▸ PROBLEMS AND TASKS
**a)** According to the review of A Night to Dismember, who provides the voice-over narration at the start of the film?
**b)** Continue the review of A Night to Dismember from the point where it stops.

▸ EXTRACTED TEXT
I want you to hold that thought for a moment while I give a very brief (and possibly fabricated) history of Doris Wishman’s 1983 film A NIGHT TO DISMEMBER.

This low rent slasher flick was intended to be Wishman’s first full blooded foray into the horror genre, a real change of pace from the kind of nudie-cutie and roughie flicks Wishman had spent the last two decades creating. Filmed almost entirely in 1977, Wishman’s film plays a bit more like PIECES than HALLOWEEN, a grim and nasty B-movie filled with more than a few gialloesque moments. It might have been yet another success for Wishman had the film been released as intended, but as fate would have it, the world would never set eyes on a fully completed A NIGHT TO DISMEMBER. 

According to legend, nearly 40% of the film negatives were destroyed by a disgruntled lab technician and Wishman, contractually obligated to deliver a feature length film, had to spend the next year or two shooting all new scenes in a desperate attempt to piece together what was left of her film. Whether this story is true or not, I have no idea, but it is very, very easy to tell that A NIGHT TO DISMEMBER is far from complete.

And this brings us back to my petty annoyance with the fast forward feature on my DVD player. Because watching A NIGHT TO DISMEMBER is a lot like watching a movie with the fast forward cranked up to 16x speed. The first few minutes of the film are a disjointed mess, an attempt at back story cobbled together not from whole scenes, but from scene fragments. In order to make this intelligible, Wishman employs voice over narration from a police detective named Tim O’Malley. He tells us all about the Kent family and the horrible fates that befell them in the far future of 1986.

It’s a relatively straight forward bit of exposition covering two generations of the Kent family. In the first, young Susan kills her younger sister, Bonnie, with a hatchet before accidentally falling on the blade herself. In the second, a husband returns home from a business trip to find his beautiful wife dead in a pool of blood. It is later discovered that the husband had hired someone to kill his wife. After his arrest, the man hangs himself in his prison cell. That sounds straight forward, right? Not difficult to follow at all, just a clear cut way of showing that the Kent family tree sure can produce some nuts.

▸ DATA LISTING
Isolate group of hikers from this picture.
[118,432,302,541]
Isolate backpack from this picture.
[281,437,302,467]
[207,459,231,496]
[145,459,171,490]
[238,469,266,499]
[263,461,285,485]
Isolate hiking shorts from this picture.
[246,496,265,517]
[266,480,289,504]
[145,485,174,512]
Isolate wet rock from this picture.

==

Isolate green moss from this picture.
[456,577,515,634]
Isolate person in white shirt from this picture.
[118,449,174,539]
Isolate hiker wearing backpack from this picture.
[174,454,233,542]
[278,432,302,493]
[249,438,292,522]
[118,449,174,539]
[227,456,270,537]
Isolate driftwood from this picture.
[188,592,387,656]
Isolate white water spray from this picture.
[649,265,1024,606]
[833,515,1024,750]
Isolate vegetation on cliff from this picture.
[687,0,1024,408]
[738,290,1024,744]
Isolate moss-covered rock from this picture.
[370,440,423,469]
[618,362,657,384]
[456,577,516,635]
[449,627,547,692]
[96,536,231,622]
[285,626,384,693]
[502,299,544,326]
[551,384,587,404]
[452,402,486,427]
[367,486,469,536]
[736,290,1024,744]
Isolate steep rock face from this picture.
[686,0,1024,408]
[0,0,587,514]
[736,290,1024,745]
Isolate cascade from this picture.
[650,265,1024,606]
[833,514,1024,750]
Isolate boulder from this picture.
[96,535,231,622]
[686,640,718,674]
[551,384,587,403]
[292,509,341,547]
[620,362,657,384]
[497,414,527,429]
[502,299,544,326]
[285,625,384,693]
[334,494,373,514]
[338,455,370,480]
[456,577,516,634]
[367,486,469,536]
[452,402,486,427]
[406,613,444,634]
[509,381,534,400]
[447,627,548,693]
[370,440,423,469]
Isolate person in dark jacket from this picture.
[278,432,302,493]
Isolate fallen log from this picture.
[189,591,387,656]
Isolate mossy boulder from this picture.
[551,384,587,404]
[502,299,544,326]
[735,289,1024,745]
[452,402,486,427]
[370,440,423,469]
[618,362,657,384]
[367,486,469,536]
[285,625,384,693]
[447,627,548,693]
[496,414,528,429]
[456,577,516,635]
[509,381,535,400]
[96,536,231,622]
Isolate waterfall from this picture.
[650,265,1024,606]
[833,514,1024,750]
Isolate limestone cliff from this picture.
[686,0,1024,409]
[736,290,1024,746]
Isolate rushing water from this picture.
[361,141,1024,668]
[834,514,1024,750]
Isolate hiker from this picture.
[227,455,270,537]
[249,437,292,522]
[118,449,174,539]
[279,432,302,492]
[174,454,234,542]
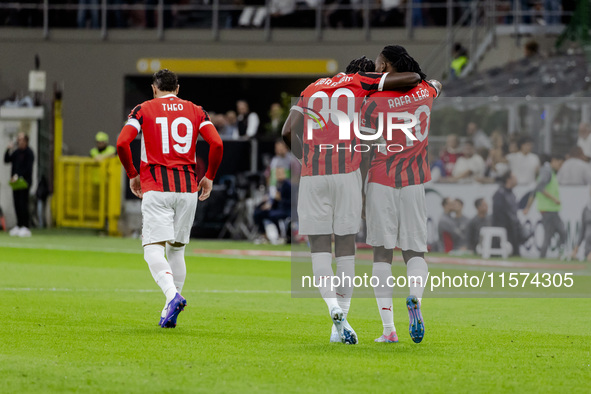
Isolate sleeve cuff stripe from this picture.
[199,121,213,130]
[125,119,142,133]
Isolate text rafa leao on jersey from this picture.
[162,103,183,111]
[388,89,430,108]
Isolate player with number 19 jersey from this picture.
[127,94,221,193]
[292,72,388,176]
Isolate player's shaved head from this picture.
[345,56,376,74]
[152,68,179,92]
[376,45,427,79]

▸ RESPONSES TO THE TASKS
**a)** A police detective named Tim O'Malley.

**b)**
Except watching it play out on screen is a different story. We begin with a zoom-in on an upstairs window of a home, then cut to an old man playing cards. We cut to Bonnie stripping in the bathroom then to a doorknob turning. Bonnie steps into the bath, a hatchet is shown in shadowy silhouette, another window is zoomed in on, then Susan hacks her sister to pieces. Once the bloody work is done, we are treated to a shot of a dead (though still blinking) Susan lying motionless on the floor. We then immediately cut to the second of the two stories without any indication of changing location. A man returns home. He looks around the empty room. We then cut to Detective O’Malley speaking to the man on the phone. This leads to an outdoors shot of a busty, barely clothed woman walking through the woods. When we cut back to the home, the man wanders into another room. We see a brief shot of someone, presumably his wife, lying nude in a blood filled bathtub. The next series of shots involve a black gloved hand turning a doorknob, the wife sitting in her bedroom, a silhouetted murder, another too brief shot of a body being dragged into yet another room, and a silhouette of someone dangling from a noose.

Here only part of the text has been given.